● PROBLEM DETAILS
Retype every line of the records below word for word, leaving out the pictures.

• • • • • • •

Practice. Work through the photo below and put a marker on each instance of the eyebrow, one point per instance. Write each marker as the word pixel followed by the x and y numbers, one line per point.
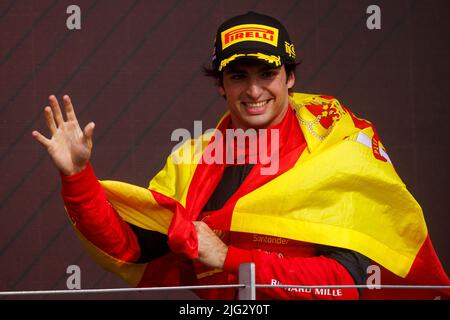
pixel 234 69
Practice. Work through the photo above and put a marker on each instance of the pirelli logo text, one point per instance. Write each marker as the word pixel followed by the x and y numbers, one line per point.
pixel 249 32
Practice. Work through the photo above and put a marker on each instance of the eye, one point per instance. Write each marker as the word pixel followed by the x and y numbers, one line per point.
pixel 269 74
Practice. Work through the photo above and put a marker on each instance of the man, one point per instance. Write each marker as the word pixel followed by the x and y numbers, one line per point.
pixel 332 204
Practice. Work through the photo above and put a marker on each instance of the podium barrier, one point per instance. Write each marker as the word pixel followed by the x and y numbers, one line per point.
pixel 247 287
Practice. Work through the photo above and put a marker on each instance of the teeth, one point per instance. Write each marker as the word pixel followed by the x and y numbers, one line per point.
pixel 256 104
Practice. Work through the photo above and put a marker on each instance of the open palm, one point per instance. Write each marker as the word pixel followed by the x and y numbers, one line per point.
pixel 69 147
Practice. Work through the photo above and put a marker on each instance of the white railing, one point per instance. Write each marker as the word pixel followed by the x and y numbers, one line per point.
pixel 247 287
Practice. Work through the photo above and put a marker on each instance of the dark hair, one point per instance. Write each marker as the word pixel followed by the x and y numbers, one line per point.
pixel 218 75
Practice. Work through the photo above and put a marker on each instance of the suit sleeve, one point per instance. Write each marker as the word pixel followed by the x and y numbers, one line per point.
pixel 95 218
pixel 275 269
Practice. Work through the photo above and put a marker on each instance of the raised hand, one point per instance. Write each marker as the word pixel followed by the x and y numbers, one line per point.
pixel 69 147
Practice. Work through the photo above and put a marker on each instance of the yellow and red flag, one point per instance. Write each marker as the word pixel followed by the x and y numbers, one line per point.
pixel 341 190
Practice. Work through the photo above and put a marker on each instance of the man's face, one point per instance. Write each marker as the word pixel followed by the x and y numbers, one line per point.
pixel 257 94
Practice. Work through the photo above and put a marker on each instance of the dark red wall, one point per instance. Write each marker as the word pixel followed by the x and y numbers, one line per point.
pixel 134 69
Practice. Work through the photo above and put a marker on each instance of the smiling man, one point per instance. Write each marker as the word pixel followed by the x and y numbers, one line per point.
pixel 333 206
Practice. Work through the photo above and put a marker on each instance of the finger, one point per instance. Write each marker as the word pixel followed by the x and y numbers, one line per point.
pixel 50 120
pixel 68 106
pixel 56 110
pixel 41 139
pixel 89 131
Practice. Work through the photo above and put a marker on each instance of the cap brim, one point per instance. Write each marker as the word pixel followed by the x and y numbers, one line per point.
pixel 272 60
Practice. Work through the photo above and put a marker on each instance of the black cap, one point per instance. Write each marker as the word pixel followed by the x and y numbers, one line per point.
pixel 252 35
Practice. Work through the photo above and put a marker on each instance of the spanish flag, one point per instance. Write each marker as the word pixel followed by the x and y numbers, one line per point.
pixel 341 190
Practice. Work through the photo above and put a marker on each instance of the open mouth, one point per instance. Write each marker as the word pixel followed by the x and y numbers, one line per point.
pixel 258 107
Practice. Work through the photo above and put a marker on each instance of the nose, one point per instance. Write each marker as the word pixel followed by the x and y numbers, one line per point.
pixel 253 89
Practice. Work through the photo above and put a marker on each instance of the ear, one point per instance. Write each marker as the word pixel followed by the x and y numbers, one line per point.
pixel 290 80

• • • • • • •

● THE COMPLETED TASK
Practice. Work through the photo below and put a marker on each instance of the eyebrow, one point per instance. Write each marker as the word pixel followed by the x and y numbers, one line per point.
pixel 234 69
Practice. Work through the photo above and put a marker on each instance of the pirelli logo text, one point per instance. Write each marker as the word pixel followed by the x and y numbers, one line per point.
pixel 249 32
Practice. Work through the photo above and put a marker on each instance of the eye, one point per instance. Write each marker as the word pixel followed by the x and y numbers, one line per point.
pixel 269 74
Practice. Work through the photo above and put a marker on each instance of the man, one point per instance. Write each marker as the word pixel followed by the x and y numbers, one line per point.
pixel 332 204
Practice. Work through the photo above and put a marker on each instance of the podium barrier, one point per instance. Write each marker as the word pixel followed by the x and y numbers, one line per point.
pixel 247 287
Practice. Work through the photo above and put a marker on each instance of the teeth, one point per instance. Write each marker as the word pixel followed by the x and y numbers, one line per point.
pixel 256 104
Practice. Work through the photo above and put a marker on each instance of the open palm, one point per instance. Write each marker as the word pixel followed by the x and y numbers, one line per point.
pixel 69 147
Practice. Work through the photo above and put a marker on each instance of the white railing, one point per instance. Write each marker as the word pixel followed by the x and y numbers, one line per point.
pixel 247 287
Practice. Work through the photo above and put a marker on each instance of the dark hair, one point per instance. Write each marker as the word pixel followed by the x and y numbers, one line per point.
pixel 218 75
Practice. Work through the photo above and put a marker on each instance of the suit sleeve, one point per instance. Write each marker as the word pixel followed by the x and y numbers, one line per point.
pixel 95 218
pixel 275 269
Practice. Work through the photo above and put a marker on each instance of the raised hand, one point per instance. Write each marker as the word pixel followed by the x and y numbers, one line per point.
pixel 69 147
Practice. Work through the photo above and put a marker on each instance of the yellow and red flag, one point per instance. Write each marker as the word pixel followed by the x and y numbers, one line per point.
pixel 341 190
Practice. Work through the photo above and put a marker on each instance of the man's face, one point per instance. Write each marker as the word pixel followed by the x and y numbers, one line per point.
pixel 257 94
Practice. Work through the photo above and put a marker on each instance of the dark red wall, one point per instance. Write each marker as the word pixel followed by the x and y numbers, one line per point.
pixel 134 69
Practice. Work through the photo above and put a marker on each instance of the smiling man, one point per instance. Write each marker as the word pixel followed by the x and y numbers, one line per point.
pixel 333 206
Practice. Work through the photo above and put a marker on each instance of the finger, one point per instance. Write each marker as the word pixel followed by the x and y numbers, one line per point.
pixel 50 120
pixel 68 106
pixel 56 110
pixel 41 139
pixel 89 131
Practice. Work through the photo above and put a marker on each instance of the cap brim, one point per instance. Write each marker as the word pixel followed by the x and y numbers, one line per point.
pixel 272 60
Practice. Work through the photo above and put a marker on each instance of the black cap, one point per instance. Write each marker as the word pixel followed by the x and y numbers, one line per point.
pixel 252 35
Practice. Work through the photo above and put a marker on each instance of the spanish flag, one point per instance. Write each marker as the word pixel followed by the x and y numbers, one line per point.
pixel 341 190
Practice. Work through the photo above and put a marker on each instance of the open mouth, one point per instance. Write each marker as the word pixel followed by the x and y numbers, one line per point.
pixel 258 107
Practice. Work through the photo above and put a marker on each instance of the nose, one point per instance. Write each marker as the word pixel followed by the x and y numbers, one line per point.
pixel 253 89
Practice. Work through the photo above and put a marker on each instance of the ear, one point per instance. Write each marker as the word pixel followed by the x and y numbers, one line per point.
pixel 290 80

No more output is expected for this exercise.